┌──

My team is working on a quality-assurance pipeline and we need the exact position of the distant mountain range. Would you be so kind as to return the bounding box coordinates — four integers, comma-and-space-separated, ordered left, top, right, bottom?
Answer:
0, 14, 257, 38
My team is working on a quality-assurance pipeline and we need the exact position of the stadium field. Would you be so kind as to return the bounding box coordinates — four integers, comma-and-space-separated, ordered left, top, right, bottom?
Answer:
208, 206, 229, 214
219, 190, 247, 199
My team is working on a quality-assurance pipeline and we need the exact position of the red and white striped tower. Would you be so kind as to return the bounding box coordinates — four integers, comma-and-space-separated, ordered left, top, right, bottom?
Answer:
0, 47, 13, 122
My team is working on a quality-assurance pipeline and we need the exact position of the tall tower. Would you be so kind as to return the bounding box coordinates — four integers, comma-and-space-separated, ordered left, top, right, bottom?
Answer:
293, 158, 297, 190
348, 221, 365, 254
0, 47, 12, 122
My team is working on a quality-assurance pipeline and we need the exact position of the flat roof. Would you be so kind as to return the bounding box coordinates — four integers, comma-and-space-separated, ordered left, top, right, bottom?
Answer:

└──

STATED EXERCISE: Could you rewrite every line above as a numbered list and drop any blank lines?

OUTPUT FOR THIS EXERCISE:
1. My team is working on a quality-assurance pipeline and we need the exact position of the distant mountain range. Would you be so kind as to return the bounding box coordinates — four integers, comma-and-space-separated, ordered left, top, right, bottom?
2. Answer:
3. 0, 14, 257, 38
4. My team is working on a quality-assurance pipeline and we need the exact position of the stadium field. Would you be so kind as to return the bounding box coordinates — four integers, comma-and-space-separated, ordered left, top, right, bottom?
5. Answer:
6. 208, 206, 229, 214
7. 219, 190, 247, 199
8. My team is working on a quality-assurance pipeline and we need the exact position of the red and white striped tower. Would you be so kind as to return the bounding box coordinates — four integers, comma-and-space-separated, ordered left, top, right, bottom?
9. Answer:
10. 0, 47, 13, 122
11. My team is working on a quality-assurance pipeline and we need the exact position of the tall tower. Would you be so kind as to return the bounding box coordinates — four integers, comma-and-space-separated, ordered left, top, right, bottom?
12. Answer:
13. 293, 158, 297, 190
14. 348, 221, 365, 254
15. 0, 47, 12, 122
16. My team is working on a quality-assurance pipeline and we need the exact position of the flat roof. Would you be so kind as to return the bounding box coordinates — four integers, comma-and-space-separated, ordered left, top, right, bottom?
17. Answer:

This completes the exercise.